ASSIGNMENT> Set down the records exactly, and omit any image found in them.

___ INPUT DATA ___

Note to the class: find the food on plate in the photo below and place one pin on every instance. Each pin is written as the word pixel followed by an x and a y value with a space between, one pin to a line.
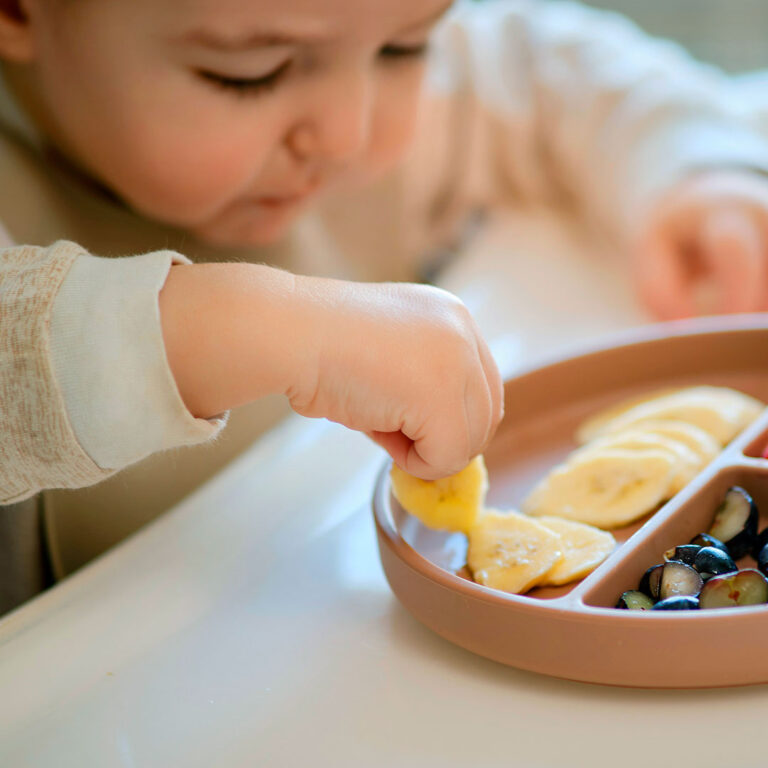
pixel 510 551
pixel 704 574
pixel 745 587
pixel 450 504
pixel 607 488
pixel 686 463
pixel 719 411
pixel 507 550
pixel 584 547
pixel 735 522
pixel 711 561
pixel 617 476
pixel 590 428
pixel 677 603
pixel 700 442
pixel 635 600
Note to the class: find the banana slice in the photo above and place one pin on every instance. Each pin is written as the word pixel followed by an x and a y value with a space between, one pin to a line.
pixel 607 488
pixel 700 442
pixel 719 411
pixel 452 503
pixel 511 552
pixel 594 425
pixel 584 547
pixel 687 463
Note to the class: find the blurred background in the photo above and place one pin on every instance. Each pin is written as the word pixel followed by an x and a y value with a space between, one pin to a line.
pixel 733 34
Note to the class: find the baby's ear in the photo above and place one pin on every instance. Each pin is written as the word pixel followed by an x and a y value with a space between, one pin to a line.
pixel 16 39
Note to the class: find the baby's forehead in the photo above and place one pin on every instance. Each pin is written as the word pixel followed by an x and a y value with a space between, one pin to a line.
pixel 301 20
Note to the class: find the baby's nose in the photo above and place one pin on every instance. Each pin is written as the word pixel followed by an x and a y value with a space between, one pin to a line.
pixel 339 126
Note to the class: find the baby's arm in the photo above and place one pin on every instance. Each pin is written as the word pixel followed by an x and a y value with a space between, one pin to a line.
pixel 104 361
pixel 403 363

___

TASK ANSWER>
Note to the class: find the food on plate in the photo below and place one pin on every instance. Each pin is written as the word pixel followed by an x and a y value with a space between, one pin to a line.
pixel 510 551
pixel 704 574
pixel 745 587
pixel 450 504
pixel 607 488
pixel 686 463
pixel 719 411
pixel 507 550
pixel 584 547
pixel 735 522
pixel 711 561
pixel 617 476
pixel 590 428
pixel 677 603
pixel 700 442
pixel 635 600
Note to the class: find the banana slice in the photo above and place one pin on every instance. Each pin is written as the word pixel followed by an x and a y value with a space between, one pin to a line.
pixel 607 488
pixel 700 442
pixel 719 411
pixel 452 503
pixel 511 552
pixel 594 425
pixel 584 547
pixel 687 463
Note to the class: find the blurred background in the photo above and place one pin on every instance. Each pin is written as the word pixel followed by an x and a y value with a space between, one pin to a line.
pixel 733 34
Note to the class: find the baby's ear in the photo above and place one pin on every instance. Each pin is written as the word pixel followed by an x and a y value with a space between, one pin to a line.
pixel 16 39
Note to the class: find the baby's forehead in the photo above and place one pin on every instance. Each pin is written as the word pixel followed by an x and a y value with a space between, one pin to a line.
pixel 301 20
Note to the class: find the baby's nose in the photo above and place one pin on every instance. Each pin is written as the word pixel followed by an x and a y value with a space between, one pin to a line.
pixel 339 126
Note to the class: find the baby's arm in the photo above and place one pin on every instance. Each pin is written as the word pixel followed by an x and a y value with a space between, one pin to a line.
pixel 104 361
pixel 403 363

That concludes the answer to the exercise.